WHAT NEEDS TO BE DONE ▸
Output nothing but the lines from the line with "Where can the white ceiling" through the end of the listing below, both ends included.

DATA FOR THE TASK ▸
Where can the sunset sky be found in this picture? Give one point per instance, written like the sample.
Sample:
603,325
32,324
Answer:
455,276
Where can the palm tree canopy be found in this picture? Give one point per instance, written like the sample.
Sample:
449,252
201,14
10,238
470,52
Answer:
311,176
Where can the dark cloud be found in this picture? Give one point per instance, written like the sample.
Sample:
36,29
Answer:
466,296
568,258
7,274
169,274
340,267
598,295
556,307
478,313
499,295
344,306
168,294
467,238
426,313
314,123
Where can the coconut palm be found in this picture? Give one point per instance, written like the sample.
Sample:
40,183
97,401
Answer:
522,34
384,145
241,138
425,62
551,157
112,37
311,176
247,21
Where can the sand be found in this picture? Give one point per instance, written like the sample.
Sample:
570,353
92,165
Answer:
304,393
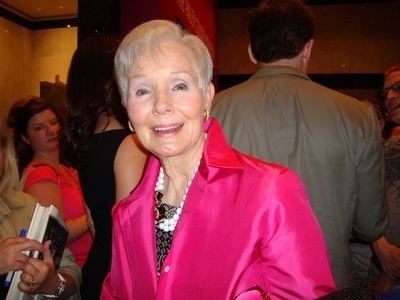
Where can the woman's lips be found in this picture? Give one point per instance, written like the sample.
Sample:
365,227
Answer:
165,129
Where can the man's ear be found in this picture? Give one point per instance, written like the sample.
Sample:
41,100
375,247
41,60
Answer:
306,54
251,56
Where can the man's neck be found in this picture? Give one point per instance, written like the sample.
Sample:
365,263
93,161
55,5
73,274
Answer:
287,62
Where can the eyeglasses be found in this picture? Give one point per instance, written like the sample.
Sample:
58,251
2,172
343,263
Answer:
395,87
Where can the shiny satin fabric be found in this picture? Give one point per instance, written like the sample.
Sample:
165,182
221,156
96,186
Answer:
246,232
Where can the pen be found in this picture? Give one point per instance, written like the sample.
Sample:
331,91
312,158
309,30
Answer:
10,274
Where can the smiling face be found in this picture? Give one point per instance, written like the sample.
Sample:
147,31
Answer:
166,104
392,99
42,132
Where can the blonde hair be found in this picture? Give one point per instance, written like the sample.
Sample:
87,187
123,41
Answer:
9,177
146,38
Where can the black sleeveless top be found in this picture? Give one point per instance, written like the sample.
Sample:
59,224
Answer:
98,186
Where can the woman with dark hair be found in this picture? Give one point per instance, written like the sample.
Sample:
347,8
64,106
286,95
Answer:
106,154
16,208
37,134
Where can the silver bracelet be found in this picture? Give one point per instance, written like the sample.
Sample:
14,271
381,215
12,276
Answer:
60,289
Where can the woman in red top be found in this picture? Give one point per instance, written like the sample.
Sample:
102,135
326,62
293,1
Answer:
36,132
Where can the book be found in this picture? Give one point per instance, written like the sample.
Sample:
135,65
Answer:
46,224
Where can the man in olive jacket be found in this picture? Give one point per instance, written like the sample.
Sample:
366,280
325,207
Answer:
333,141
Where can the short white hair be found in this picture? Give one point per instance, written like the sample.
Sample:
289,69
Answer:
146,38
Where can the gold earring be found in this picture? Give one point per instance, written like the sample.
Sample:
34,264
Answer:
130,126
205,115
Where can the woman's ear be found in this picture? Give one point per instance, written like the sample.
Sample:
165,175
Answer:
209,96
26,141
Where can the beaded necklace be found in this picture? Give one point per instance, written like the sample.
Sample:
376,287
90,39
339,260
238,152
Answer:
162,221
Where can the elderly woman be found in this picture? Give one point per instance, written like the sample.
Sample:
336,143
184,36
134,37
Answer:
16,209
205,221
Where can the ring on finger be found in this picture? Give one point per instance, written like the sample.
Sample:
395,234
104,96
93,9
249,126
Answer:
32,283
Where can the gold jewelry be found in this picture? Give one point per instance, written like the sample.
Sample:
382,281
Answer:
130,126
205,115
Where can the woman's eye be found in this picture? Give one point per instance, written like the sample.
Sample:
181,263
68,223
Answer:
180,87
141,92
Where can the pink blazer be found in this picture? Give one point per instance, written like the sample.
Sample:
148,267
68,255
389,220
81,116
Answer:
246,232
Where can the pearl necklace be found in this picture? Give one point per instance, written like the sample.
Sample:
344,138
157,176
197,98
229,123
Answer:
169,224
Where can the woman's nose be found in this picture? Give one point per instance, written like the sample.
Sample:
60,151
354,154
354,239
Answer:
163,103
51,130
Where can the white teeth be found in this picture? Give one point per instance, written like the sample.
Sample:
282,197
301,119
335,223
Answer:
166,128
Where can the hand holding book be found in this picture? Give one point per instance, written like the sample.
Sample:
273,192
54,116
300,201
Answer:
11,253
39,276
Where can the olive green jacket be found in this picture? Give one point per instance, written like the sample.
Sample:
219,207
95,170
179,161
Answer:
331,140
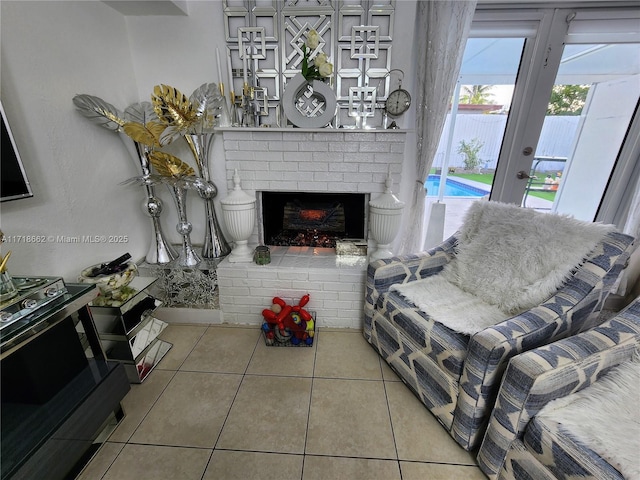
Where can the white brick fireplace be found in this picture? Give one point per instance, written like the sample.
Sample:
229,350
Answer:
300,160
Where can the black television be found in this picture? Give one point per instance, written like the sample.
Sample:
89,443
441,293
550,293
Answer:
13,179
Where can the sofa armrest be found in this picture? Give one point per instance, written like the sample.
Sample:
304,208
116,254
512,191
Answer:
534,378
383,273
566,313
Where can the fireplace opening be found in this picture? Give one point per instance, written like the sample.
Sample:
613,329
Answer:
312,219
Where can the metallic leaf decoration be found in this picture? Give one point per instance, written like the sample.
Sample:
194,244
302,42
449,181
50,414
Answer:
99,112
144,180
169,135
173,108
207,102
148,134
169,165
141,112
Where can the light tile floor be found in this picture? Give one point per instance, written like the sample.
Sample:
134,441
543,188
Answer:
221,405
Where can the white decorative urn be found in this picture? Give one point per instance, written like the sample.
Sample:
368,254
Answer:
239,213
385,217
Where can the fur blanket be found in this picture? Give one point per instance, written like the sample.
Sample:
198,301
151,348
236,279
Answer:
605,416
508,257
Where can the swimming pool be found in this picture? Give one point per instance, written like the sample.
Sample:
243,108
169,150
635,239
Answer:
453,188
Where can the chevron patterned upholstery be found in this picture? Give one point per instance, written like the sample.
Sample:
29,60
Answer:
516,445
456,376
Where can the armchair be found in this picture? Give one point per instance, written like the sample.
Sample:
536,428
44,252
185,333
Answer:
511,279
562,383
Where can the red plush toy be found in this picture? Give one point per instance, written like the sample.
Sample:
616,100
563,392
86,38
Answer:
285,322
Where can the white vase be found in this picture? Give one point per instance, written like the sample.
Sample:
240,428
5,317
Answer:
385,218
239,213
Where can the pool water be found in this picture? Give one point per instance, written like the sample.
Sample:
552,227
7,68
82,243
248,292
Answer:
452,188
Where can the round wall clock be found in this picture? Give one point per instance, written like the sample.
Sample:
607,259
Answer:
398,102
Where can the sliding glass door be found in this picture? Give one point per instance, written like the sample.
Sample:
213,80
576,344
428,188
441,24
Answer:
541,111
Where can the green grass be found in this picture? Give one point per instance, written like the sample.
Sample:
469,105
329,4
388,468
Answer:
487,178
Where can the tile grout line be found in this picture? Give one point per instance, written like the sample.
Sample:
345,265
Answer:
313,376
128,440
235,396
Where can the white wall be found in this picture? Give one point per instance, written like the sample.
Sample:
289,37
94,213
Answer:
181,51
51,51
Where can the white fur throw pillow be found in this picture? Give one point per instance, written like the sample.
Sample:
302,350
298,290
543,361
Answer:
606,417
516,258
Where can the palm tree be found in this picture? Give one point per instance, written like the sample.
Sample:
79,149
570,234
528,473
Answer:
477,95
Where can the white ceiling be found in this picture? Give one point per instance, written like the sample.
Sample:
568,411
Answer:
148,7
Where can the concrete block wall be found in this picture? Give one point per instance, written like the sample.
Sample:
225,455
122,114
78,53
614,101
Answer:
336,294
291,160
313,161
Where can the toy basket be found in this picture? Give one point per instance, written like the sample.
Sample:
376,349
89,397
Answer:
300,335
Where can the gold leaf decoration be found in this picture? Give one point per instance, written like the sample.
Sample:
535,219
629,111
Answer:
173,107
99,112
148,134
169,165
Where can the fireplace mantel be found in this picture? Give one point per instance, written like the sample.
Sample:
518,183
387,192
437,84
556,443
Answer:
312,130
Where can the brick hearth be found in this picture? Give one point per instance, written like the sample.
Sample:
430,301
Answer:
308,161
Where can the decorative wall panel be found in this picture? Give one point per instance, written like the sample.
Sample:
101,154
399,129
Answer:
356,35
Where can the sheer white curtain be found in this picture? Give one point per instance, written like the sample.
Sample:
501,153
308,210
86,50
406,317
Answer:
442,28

RESPONSE TO THIS TASK ▸
Where can the white ceiling be found in this picture? Give one point per instance, written like the sample.
Sample:
568,411
Answer:
148,7
Where can the concrete block wall be found in this picture? Give one point per instance, written like the sample.
Sample:
225,455
122,114
78,53
614,101
Answer:
336,294
291,160
313,161
Where can the toy basket be found in this picture? Give one point per instance, written like the sample.
Sample:
376,349
89,397
Answer:
300,335
Where can the gold leaf decoration be found in this picture? Give one point per instance, written like the sample.
Sample:
535,219
629,111
Answer:
173,107
99,112
148,134
169,165
Where can the fireplace mantel be found in this picture? Give one point per instance, written like the sample.
Sample:
518,183
387,192
437,84
556,443
Answer:
312,130
Where can the brick hearth be found in this picture? Give one point per instance, written like the sample.
Sample:
430,301
Answer:
308,161
Where can the decorative wall panel be found in this picture? Give one point per instance, written like the sample.
Sample:
101,154
399,129
Answer:
356,35
Where can the sheer white curtain be found in this picture? Give one point per instance, written like the sample.
Sample:
501,153
308,210
86,50
406,317
Answer:
442,28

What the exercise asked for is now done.